— START Text to read —

After randomly initialising the weights according to a uniform Gaussian distribution, training is performed by minimising cross-entropy error on the training set using backpropragation with stochastic gradient descent, until the accuracy on the validation set has not increased six times in a row. This early stopping is done to prevent overfitting the network to the training data.
Cross-validation is used to evaluate the network performance that involves randomly splitting the dataset into ten subsets, of which eight are used for training, and one each used for validation and testing. I use the F-measure as the average of Precision and Recall to assess network performance. The F-measure is calculated after training the network in every combination of test and validation set (resulting in 10*9 = 90 combinations), before the mean of these individual F-measures is computed as an overall performance indicator.
To investigate the influence of the number of included MFCCs D and the number of neurons N on performance, a grid search is executed, calculating the performance when using any combination of {1, ..., 40} MFCCs with {1, ..., 40} neurons. Additionally, this process is followed for both MFCC40B and the variant MFCC80B with 80 bands.
When using the standard MFCC40B features, the resulting mean F-measures are displayed on the right.

— END Text to read —

**Aim of the task**
In the passage on network training, reproduce everything from "To investigate the" down to "with 80 bands.".

— START Listed records —

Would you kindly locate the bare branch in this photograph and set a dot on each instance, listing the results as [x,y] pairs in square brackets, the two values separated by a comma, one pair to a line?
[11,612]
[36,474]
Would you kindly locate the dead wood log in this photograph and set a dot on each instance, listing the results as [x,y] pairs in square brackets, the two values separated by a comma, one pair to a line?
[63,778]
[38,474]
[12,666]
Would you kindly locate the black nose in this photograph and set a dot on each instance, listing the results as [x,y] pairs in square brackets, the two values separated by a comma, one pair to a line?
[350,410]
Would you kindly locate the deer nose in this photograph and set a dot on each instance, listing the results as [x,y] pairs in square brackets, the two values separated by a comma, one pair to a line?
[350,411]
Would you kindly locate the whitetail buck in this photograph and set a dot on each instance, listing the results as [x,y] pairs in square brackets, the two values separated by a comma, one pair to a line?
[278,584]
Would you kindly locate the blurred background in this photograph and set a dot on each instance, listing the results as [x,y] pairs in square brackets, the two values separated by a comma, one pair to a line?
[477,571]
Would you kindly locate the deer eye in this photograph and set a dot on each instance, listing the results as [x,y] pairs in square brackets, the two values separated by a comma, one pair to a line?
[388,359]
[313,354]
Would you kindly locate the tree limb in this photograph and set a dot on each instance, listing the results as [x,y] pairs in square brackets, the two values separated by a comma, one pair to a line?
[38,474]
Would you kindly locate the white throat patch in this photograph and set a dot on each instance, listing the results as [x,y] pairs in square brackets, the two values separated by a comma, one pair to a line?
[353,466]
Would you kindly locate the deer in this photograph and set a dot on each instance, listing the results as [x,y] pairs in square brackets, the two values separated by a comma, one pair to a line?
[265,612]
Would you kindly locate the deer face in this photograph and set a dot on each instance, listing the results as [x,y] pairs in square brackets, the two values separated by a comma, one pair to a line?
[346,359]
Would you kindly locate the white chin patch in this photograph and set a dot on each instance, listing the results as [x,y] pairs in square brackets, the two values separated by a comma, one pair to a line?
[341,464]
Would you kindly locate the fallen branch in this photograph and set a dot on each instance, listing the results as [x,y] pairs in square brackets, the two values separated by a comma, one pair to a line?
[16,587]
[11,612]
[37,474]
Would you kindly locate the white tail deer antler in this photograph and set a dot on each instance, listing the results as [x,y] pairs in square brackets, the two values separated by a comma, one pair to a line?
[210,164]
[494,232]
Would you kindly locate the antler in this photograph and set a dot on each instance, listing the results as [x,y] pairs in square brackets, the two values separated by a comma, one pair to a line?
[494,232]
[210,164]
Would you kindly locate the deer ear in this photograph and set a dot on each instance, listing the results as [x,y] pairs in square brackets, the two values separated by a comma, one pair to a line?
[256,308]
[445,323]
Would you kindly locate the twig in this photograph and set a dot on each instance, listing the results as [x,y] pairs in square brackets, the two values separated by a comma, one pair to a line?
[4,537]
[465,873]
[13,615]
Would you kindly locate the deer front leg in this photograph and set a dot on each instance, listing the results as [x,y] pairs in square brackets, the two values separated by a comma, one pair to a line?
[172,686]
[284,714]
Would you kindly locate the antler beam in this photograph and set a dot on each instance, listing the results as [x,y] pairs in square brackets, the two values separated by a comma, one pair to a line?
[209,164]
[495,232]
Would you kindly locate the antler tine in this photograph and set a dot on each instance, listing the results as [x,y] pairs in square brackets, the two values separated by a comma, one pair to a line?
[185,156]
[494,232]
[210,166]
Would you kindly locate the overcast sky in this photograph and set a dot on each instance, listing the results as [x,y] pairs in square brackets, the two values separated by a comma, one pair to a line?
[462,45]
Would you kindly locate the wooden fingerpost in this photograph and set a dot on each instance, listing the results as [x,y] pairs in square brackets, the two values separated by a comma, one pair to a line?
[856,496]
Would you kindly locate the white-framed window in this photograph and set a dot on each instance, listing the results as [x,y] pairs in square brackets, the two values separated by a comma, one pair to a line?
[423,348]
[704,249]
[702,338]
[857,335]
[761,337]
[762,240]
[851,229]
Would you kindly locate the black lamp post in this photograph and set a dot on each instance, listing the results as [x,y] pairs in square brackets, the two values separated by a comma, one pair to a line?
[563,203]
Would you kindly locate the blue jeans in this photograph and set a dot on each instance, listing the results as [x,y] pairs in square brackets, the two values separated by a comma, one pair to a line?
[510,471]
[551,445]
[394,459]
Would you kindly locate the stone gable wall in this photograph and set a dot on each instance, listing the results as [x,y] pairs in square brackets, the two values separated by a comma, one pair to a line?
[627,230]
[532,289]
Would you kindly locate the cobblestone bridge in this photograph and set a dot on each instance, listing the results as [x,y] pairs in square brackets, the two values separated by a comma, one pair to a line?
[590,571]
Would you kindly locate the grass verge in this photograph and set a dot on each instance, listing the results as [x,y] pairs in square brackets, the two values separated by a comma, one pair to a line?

— END Listed records —

**Solution for this task**
To investigate the influence of the number of included MFCCs D and the number of neurons N on performance, a grid search is executed, calculating the performance when using any combination of {1, ..., 40} MFCCs with {1, ..., 40} neurons. Additionally, this process is followed for both MFCC40B and the variant MFCC80B with 80 bands.